Texto fornecido »
O golpe perpetrado contra a presidenta legitimamente eleita Dilma Rousseff pelas forças políticas derrotadas nas eleições de 2014 atingiu em cheio a indústria nacional. Entre 2015, quando uma profusão de pautas-bomba no Congresso Nacional iniciou a sabotagem ao governo, e 2020, já sob a completa ausência de política industrial do desgoverno de Bolsonaro e Guedes, 36,6 mil unidades industriais fecharam as portas.
A conclusão é de um levantamento da Confederação Nacional do Comércio de Bens, Serviços e Turismo (CNC) publicado pelo jornal ‘O Estado de São Paulo’. Conforme o estudo, só no ano passado, 5,5 mil fábricas encerraram as atividades. Entre 2015 e 2018, o ritmo foi de 17 indústrias fechando as portas por dia no Brasil. Nesse quadro, as micro e pequenas empresas respondem por cerca de 70% dos empregos do país.

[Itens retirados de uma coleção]
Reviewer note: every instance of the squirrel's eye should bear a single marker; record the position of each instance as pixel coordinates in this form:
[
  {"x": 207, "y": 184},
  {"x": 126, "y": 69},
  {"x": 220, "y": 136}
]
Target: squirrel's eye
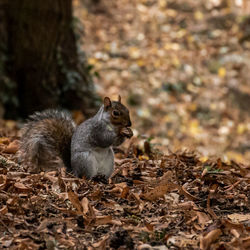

Instruções da tarefa »
Escreva a continuação do texto sobre o fechamento de fábricas no Brasil, começando logo após a última frase apresentada. Os itens formam um material à parte, sem ligação com o texto.

Resultado da tarefa »
O desempenho da indústria nacional está hoje 14% abaixo do pico atingido em 2011. Até 2014, o número de fábricas crescia, mesmo com a indústria de transformação perdendo relevância na economia diante do avanço dos outros setores. Há seis anos, o país tinha 384,7 mil estabelecimentos industriais. No fim do ano passado, a estimativa era de que o número tinha caído para 348,1 mil.
“Um país com as dimensões e a importância estratégica do Brasil não pode assistir impassível sua industrialização tardia, mas pujante, se desmanchar por falta de uma política nacional de desenvolvimento” alertam os dirigentes da Central Única dos Trabalhadores – Paulo Cayres, presidente da CNM / CUT e Secretário Sindical do PT, Sérgio Nobre, presidente da CUT Brasil e Vagner Freitas, vice-presidente da CUT Brasil e do PT, em artigo publicado no portal Brasil 247.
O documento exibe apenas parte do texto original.